**Consigne écrite 1**
Résumez en deux phrases le texte consacré à la prise de parole de Macron après la motion de censure.

### Texte fourni ###

Macron : le déni de réalité

Au lendemain du vote de la motion de censure, Emmanuel Macron a pris une énième fois la parole pour dire une énième fois la même chose. Il n’est responsable de rien. Les Français ont mal voté et les autres partis politiques sont opportunistes et inconscients. On connait la chanson... Doté d’une insondable capacité à nier la réalité, Macron a tenté de se présenter en leader d’une nation qu’il souhaite rassembler autour d’un « gouvernement d’intérêt général » (faut-il comprendre que les précédents gouvernements servaient des intérêts particuliers ?). Des formules creuses pour un personnage sans inspiration, isolé et que plus personne n’écoute sinon les quelques fidèles courtisans qu’il lui reste parce qu’ils n’ont pas encore réussi à se recaser ailleurs (ce n’est qu’une question de temps…).

Tout dans cette prestation sonnait faux, décalé, anachronique. Il n’est plus le Président jeune et dynamique de 2017 incarnant la « start-up nation » et censé moderniser la France pour lui redonner toute sa place dans le monde. Il est le Président qui a un bilan, et celui-ci est catastrophique à tous les niveaux. Inutile d’en faire l’inventaire puisque tout cela est désormais acquis et admis par tous. Mais comment expliquer à un homme aussi vaniteux qu’il serait temps de poser les pieds sur terre ?

### Enregistrements extraits ###

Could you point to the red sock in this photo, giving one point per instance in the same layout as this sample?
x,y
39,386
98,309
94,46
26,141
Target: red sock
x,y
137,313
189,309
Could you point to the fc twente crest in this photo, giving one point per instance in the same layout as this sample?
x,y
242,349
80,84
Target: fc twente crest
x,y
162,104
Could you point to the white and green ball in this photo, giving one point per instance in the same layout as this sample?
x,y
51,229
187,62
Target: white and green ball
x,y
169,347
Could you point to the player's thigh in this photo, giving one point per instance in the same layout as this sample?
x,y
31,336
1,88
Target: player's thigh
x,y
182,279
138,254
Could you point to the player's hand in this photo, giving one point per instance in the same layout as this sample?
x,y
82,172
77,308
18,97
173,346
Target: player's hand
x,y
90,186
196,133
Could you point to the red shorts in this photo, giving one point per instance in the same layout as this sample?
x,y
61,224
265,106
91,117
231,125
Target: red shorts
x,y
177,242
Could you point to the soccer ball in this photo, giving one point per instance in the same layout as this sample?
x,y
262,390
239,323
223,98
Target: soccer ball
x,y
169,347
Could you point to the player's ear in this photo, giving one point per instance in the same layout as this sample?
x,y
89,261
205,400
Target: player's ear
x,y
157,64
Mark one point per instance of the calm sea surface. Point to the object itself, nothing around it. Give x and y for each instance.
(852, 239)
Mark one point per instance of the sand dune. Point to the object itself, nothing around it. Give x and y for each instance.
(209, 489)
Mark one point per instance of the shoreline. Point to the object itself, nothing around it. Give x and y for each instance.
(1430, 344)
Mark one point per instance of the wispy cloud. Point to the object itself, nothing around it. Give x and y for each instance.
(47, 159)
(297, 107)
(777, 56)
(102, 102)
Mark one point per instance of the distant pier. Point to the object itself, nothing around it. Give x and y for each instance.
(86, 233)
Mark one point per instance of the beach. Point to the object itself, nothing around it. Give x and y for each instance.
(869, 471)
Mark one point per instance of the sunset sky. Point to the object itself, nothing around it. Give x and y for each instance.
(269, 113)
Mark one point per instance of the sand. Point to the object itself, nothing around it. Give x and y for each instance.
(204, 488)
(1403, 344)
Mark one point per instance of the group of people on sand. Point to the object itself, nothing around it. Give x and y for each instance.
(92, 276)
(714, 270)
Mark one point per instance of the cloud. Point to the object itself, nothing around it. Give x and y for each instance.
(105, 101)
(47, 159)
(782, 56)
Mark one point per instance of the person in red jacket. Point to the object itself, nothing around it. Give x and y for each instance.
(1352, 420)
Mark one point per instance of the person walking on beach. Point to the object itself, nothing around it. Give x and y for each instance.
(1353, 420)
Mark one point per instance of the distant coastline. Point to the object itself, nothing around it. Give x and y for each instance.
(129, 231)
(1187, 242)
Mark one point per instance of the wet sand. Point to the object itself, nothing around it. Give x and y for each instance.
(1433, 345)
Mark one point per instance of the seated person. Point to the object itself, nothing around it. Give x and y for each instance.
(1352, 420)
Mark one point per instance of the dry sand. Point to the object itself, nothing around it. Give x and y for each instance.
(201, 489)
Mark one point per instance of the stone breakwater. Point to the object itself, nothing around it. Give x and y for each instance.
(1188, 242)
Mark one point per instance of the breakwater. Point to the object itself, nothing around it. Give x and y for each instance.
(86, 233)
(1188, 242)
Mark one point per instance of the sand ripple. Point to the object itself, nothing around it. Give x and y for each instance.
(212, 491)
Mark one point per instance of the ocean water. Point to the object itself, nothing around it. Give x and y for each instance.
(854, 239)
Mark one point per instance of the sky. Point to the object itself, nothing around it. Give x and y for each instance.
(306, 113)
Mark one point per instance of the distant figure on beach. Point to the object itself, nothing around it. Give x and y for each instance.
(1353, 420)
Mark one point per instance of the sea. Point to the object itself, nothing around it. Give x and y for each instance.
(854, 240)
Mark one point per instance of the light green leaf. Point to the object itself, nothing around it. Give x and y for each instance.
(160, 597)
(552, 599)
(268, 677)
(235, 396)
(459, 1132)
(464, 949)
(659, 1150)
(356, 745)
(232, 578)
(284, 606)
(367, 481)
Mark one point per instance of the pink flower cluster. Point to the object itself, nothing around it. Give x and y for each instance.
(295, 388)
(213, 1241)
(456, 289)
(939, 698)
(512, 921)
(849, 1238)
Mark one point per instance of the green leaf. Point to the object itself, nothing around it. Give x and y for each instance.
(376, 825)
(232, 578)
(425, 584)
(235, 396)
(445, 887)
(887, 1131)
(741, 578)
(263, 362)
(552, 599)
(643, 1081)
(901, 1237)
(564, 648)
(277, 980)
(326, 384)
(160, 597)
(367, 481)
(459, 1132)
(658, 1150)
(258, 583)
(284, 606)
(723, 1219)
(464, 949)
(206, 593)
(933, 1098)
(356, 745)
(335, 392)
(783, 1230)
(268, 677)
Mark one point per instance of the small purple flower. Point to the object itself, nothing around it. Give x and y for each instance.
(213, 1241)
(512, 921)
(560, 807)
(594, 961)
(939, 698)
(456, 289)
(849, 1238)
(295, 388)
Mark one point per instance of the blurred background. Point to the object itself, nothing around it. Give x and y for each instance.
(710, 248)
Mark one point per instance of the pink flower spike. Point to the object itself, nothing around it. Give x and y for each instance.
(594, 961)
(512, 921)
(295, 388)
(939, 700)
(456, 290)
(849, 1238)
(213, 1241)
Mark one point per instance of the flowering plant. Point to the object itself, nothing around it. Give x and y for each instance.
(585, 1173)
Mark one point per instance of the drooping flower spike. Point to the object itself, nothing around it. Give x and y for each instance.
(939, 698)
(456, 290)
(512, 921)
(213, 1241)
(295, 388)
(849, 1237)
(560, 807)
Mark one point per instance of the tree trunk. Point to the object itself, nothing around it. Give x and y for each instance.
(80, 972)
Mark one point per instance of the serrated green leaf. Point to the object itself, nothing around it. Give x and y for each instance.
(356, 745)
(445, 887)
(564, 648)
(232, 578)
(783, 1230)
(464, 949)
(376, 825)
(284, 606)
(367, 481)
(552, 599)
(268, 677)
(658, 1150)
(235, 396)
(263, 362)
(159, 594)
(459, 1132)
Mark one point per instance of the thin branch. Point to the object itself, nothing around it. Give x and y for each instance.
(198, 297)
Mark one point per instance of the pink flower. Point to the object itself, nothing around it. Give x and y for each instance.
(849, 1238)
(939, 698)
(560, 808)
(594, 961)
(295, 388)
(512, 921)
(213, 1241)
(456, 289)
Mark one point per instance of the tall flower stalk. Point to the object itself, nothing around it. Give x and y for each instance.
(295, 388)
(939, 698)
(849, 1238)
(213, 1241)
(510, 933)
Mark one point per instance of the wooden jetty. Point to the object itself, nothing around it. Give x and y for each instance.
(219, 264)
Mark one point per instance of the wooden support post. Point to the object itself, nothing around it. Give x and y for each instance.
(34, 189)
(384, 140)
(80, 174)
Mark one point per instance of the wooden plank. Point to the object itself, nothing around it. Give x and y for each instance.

###

**Consigne écrite 2**
Dans les enregistrements, remplacez « wooden » par « metal », en commençant à la ligne qui contient « Mark one point per instance of the thin » et en terminant à la fin des enregistrements, puis redonnez uniquement ces lignes.

**Résultat attendu 1**
Au lendemain du vote de la motion de censure, Emmanuel Macron a repris la parole pour répéter qu'il n'est responsable de rien et se présenter en rassembleur autour d'un « gouvernement d'intérêt général », des formules que le texte juge creuses et révélatrices d'une capacité à nier la réalité. Selon le texte, il n'est plus le jeune président dynamique de la « start-up nation » de 2017, mais un président au bilan catastrophique, trop vaniteux pour poser les pieds sur terre.

**Résultat attendu 2**
Mark one point per instance of the thin branch. Point to the object itself, nothing around it. Give x and y for each instance.
(198, 297)
Mark one point per instance of the pink flower. Point to the object itself, nothing around it. Give x and y for each instance.
(849, 1238)
(939, 698)
(560, 808)
(594, 961)
(295, 388)
(512, 921)
(213, 1241)
(456, 289)
Mark one point per instance of the tall flower stalk. Point to the object itself, nothing around it. Give x and y for each instance.
(295, 388)
(939, 698)
(849, 1238)
(213, 1241)
(510, 933)
Mark one point per instance of the metal jetty. Point to the object itself, nothing around it. Give x and y for each instance.
(219, 264)
Mark one point per instance of the metal support post. Point to the object itself, nothing around it. Give x and y for each instance.
(34, 189)
(384, 140)
(80, 174)
Mark one point per instance of the metal plank. Point to the object itself, nothing around it. Give x and y for each instance.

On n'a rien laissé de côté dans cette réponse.